> **WORK TO BE COMPLETED**
Repeat the rows below word for word, with every line in its original order. Leave the pictures out of your copy.

— Begin DATA TO USE —

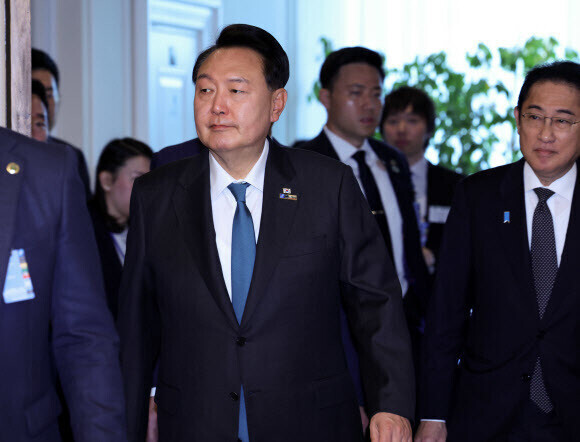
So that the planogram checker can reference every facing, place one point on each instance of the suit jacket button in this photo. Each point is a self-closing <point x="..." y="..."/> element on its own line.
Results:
<point x="526" y="377"/>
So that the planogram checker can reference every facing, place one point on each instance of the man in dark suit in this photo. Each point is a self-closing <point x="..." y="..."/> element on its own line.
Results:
<point x="271" y="368"/>
<point x="351" y="80"/>
<point x="510" y="256"/>
<point x="45" y="70"/>
<point x="53" y="307"/>
<point x="408" y="123"/>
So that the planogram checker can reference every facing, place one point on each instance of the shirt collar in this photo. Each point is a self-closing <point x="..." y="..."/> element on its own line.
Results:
<point x="563" y="186"/>
<point x="345" y="150"/>
<point x="419" y="169"/>
<point x="219" y="179"/>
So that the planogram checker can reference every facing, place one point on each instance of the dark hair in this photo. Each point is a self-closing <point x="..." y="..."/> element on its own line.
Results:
<point x="405" y="96"/>
<point x="41" y="60"/>
<point x="558" y="72"/>
<point x="113" y="157"/>
<point x="39" y="90"/>
<point x="344" y="56"/>
<point x="274" y="59"/>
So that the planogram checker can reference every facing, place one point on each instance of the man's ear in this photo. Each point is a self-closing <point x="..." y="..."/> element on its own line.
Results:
<point x="279" y="98"/>
<point x="106" y="180"/>
<point x="517" y="117"/>
<point x="324" y="97"/>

— End DATA TO USE —

> **RESPONSE TO THE EXERCISE**
So that the planogram checker can reference every facing, place one point on each instance of the suit jacket button in this photo. Each point is a self-closing <point x="..." y="..."/> element on its own line.
Results:
<point x="526" y="377"/>
So that the planogram checker can reference every facing, place one point on each instance of the man in dark suit in this photo. Each point is a self-closing <point x="..." y="..."/> element on its own line.
Results:
<point x="271" y="368"/>
<point x="351" y="80"/>
<point x="510" y="256"/>
<point x="45" y="70"/>
<point x="53" y="307"/>
<point x="408" y="123"/>
So that the planogram checker can reference every facing, place one point on each instance of the shirt collar in this photo. Each point is a self-closing <point x="..." y="..."/> element on its own line.
Results:
<point x="563" y="186"/>
<point x="345" y="150"/>
<point x="419" y="169"/>
<point x="219" y="179"/>
So that the planogram checker can reference every facing, place one point on each instance of the dark hair in this photo. Each point is a self-closing <point x="..." y="..."/> element on its own line.
Results:
<point x="405" y="96"/>
<point x="41" y="60"/>
<point x="558" y="72"/>
<point x="113" y="157"/>
<point x="39" y="90"/>
<point x="344" y="56"/>
<point x="274" y="59"/>
So that the planogram checker can reference every facing, place one point on each instance of the man's ear in this photo. Each point is a self-closing <point x="..." y="..."/> element on its own line.
Results:
<point x="279" y="98"/>
<point x="106" y="180"/>
<point x="517" y="117"/>
<point x="324" y="97"/>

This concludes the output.